→ ENUNCIADO DO EXERCÍCIO:
Reescreva o trecho do texto sobre o conclave que vai de "Essa versão é" até "de sua campanha.", substituindo "improvável" por "pouco provável".

→ TEXTO DA PÁGINA:
^^^^

Bastidores do conclave: Leão XIV liderou parciais desde a primeira votação

Cardeal americano foi eleito novo Papa e desbancou favoritos como Pietro Parolin

Papa Leão XIV  foi escolhido como novo líder da Igreja CatólicaPapa Leão XIV foi escolhido como novo líder da Igreja Católica - Foto: Tiziana Fabi/AFP

O conclave é uma eleição secreta, “cum clave”, com chave. Mas aqueles que participam da eleição, os cardeais, embora jurem que nunca dirão nada sobre o que acontece entre os belos afrescos da Capela Sistina, são seres humanos. É por isso que os jornalistas, de uma forma ou de outra, sempre tentam reconstruir como foi o conclave.

Alguns jornais italianos falaram na sexta-feira de "um generoso passo para trás" do cardeal italiano Pietro Parolin, Secretário de Estado, o grande favorito que "entrou como Papa e saiu como cardeal".

Essa versão é improvável, porque o que muitos deduziram é que, na verdade, ele deve ter entrado com uma contagem de votos muito menos substancial do que a alegada, um verdadeiro reflexo da divisão entre os candidatos papais italianos e do efeito bumerangue de sua campanha.

^^^^

→ DADOS BRUTOS:

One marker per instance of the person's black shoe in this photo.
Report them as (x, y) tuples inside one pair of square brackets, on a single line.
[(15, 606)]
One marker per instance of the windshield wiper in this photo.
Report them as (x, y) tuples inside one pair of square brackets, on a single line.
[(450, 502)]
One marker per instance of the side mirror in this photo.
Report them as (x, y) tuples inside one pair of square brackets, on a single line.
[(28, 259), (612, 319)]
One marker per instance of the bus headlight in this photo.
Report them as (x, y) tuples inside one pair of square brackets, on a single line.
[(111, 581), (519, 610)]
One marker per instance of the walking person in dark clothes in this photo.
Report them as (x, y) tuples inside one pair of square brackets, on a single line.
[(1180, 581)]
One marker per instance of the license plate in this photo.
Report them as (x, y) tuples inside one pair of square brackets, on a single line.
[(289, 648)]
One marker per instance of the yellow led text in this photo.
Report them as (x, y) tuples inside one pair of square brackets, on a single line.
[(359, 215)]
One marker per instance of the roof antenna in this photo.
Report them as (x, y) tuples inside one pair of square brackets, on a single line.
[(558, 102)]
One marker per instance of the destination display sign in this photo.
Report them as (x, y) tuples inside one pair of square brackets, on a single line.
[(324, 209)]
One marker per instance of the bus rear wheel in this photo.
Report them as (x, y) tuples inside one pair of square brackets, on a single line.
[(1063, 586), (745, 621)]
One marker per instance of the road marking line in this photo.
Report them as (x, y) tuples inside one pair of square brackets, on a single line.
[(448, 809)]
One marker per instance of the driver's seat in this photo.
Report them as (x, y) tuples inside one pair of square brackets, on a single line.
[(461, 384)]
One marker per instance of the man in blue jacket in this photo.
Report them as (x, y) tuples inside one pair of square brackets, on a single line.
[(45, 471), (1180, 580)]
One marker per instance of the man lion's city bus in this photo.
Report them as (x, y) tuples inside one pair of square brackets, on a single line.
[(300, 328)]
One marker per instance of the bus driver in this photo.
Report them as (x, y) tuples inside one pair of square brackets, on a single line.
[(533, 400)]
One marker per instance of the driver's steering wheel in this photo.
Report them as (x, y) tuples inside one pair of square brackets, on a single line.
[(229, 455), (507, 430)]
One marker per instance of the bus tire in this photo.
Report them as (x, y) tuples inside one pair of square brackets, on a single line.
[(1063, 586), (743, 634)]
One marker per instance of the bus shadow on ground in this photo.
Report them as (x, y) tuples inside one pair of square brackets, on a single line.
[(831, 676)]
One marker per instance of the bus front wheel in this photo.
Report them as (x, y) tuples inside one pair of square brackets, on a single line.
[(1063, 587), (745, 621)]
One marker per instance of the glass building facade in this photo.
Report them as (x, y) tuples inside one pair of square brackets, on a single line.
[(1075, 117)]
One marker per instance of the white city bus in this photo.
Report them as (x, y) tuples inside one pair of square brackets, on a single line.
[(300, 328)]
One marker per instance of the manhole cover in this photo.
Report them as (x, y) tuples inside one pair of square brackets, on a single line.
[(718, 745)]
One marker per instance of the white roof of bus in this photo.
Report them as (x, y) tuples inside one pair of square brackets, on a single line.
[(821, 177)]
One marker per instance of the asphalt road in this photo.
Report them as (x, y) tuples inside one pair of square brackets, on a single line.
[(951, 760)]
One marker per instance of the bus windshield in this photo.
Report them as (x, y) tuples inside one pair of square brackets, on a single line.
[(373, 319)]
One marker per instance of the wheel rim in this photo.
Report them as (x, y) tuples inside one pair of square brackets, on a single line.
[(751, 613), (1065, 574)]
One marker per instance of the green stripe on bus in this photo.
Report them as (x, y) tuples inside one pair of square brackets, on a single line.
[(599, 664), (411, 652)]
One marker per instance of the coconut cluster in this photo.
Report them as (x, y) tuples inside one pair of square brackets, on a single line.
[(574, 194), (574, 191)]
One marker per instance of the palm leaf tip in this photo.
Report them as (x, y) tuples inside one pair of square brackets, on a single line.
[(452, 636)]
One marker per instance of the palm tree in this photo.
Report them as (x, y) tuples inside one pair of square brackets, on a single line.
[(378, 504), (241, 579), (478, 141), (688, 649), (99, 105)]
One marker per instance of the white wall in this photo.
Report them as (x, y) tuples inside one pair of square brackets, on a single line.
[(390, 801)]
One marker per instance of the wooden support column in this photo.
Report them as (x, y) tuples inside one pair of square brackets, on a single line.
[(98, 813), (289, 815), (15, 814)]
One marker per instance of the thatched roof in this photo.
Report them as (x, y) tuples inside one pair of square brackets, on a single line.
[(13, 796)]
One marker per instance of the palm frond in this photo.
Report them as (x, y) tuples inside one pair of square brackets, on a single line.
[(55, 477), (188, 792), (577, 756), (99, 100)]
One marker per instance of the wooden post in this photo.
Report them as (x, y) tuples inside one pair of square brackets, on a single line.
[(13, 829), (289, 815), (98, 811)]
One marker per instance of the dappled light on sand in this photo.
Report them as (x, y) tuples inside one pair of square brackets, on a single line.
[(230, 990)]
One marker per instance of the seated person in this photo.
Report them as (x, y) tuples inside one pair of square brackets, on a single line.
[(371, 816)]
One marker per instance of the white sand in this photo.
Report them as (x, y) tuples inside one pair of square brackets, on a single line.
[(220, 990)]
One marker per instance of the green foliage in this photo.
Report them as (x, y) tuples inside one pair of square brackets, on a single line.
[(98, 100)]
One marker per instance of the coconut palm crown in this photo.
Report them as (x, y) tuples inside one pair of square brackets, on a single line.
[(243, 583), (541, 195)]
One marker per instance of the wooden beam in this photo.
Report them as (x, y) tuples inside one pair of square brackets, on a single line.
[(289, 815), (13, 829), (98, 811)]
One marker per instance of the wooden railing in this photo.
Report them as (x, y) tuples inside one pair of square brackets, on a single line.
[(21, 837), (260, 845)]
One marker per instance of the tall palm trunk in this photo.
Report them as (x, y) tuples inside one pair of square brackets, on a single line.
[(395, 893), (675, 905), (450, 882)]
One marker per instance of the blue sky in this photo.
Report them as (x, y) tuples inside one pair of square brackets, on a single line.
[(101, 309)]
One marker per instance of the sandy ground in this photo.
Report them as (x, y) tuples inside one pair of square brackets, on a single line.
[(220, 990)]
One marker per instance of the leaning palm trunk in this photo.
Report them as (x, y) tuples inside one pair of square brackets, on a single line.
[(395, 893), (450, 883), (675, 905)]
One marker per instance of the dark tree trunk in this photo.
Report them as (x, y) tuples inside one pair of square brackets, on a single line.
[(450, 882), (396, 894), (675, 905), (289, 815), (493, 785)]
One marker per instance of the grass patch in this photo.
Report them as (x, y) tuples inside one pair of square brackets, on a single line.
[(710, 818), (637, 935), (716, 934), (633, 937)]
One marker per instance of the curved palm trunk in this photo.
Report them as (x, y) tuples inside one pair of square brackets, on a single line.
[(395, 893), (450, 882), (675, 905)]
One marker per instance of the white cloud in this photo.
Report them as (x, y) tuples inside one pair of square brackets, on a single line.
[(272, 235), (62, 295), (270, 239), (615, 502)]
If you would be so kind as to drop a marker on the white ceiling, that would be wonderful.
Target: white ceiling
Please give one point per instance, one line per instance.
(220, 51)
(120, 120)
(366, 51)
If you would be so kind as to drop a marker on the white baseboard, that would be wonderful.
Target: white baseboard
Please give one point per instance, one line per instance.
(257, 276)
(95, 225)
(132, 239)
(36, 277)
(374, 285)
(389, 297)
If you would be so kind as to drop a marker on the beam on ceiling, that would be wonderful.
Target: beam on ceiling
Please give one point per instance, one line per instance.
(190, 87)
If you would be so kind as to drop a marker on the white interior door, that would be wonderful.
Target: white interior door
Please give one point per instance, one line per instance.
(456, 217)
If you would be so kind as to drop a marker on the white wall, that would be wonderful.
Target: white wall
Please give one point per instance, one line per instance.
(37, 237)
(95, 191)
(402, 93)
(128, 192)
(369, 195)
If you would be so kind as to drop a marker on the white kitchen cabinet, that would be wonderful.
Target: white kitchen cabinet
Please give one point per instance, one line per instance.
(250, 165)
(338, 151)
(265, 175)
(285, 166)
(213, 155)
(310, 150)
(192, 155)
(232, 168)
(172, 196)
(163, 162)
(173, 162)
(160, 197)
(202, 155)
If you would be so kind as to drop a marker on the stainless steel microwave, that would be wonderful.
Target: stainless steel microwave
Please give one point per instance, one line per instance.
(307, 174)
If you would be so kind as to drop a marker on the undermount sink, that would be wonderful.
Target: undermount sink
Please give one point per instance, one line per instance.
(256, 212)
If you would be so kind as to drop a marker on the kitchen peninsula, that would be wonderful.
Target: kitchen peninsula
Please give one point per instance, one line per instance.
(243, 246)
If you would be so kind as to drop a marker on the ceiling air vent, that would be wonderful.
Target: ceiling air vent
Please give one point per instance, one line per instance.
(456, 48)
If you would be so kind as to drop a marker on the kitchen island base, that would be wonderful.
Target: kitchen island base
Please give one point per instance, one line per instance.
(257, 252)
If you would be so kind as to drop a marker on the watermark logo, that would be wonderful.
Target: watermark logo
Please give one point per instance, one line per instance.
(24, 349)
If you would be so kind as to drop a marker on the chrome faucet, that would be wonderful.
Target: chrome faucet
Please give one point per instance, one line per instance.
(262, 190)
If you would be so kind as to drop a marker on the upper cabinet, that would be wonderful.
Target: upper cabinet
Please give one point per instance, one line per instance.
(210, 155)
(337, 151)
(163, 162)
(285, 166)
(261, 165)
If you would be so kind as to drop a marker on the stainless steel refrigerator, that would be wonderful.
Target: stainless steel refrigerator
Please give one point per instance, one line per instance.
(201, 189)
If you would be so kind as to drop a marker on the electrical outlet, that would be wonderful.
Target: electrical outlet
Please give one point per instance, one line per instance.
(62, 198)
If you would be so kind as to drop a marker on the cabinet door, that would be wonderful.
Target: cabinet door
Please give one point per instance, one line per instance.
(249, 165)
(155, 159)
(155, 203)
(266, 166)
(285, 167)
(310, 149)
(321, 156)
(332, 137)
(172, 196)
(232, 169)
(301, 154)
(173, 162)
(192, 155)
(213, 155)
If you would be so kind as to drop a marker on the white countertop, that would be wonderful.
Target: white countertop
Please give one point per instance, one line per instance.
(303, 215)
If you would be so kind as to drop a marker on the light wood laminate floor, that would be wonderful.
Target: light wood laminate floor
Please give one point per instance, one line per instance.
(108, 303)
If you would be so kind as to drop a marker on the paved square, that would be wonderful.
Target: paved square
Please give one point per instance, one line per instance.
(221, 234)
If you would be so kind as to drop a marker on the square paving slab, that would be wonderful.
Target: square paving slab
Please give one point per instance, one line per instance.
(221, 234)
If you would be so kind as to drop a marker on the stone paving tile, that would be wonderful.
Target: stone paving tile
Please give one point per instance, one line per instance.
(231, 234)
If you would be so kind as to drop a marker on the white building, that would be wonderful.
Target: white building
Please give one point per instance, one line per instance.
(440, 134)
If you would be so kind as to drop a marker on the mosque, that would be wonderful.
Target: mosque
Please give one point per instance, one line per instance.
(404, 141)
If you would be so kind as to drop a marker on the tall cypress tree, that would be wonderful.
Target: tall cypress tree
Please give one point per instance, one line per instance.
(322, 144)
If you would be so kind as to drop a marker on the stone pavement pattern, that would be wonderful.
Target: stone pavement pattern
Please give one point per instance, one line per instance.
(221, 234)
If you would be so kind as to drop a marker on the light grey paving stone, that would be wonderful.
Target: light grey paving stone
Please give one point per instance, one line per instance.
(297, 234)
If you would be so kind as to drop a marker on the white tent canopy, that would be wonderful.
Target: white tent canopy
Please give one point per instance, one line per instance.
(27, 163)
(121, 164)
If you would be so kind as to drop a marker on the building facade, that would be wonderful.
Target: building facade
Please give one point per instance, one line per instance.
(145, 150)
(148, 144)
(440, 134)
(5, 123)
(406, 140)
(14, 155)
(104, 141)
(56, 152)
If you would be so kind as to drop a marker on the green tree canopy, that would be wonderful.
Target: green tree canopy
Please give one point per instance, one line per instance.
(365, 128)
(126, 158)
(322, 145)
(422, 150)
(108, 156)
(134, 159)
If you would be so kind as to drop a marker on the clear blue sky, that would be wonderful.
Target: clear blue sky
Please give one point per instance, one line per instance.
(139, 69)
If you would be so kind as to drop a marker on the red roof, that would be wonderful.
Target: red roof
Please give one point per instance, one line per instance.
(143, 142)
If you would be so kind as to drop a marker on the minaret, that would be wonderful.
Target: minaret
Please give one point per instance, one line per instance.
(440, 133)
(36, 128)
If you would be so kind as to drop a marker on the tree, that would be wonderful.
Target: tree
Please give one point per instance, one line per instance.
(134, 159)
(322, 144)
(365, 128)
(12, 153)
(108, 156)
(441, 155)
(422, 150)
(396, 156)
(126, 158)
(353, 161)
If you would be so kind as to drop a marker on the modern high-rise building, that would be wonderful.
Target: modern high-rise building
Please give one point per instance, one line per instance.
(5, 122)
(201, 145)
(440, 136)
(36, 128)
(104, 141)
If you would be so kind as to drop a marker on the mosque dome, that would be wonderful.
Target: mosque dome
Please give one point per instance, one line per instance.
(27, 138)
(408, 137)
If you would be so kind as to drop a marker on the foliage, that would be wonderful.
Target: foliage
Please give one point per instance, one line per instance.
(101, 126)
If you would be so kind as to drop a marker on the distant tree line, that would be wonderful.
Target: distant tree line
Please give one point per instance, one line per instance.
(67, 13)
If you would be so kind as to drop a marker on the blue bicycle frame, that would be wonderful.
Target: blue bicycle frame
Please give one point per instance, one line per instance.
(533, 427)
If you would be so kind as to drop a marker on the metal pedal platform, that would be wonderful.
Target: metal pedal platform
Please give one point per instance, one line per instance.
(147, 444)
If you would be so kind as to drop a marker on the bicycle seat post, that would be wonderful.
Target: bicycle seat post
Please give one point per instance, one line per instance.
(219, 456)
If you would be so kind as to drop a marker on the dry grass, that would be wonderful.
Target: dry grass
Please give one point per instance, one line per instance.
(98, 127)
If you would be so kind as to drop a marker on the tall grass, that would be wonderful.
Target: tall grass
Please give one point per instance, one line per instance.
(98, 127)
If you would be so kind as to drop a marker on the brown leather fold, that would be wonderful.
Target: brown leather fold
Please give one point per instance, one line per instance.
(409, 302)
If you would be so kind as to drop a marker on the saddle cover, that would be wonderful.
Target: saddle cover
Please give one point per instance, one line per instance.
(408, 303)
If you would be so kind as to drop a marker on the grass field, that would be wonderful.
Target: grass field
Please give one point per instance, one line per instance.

^^^^

→ RESPOSTA DA TAREFA:
Essa versão é pouco provável, porque o que muitos deduziram é que, na verdade, ele deve ter entrado com uma contagem de votos muito menos substancial do que a alegada, um verdadeiro reflexo da divisão entre os candidatos papais italianos e do efeito bumerangue de sua campanha.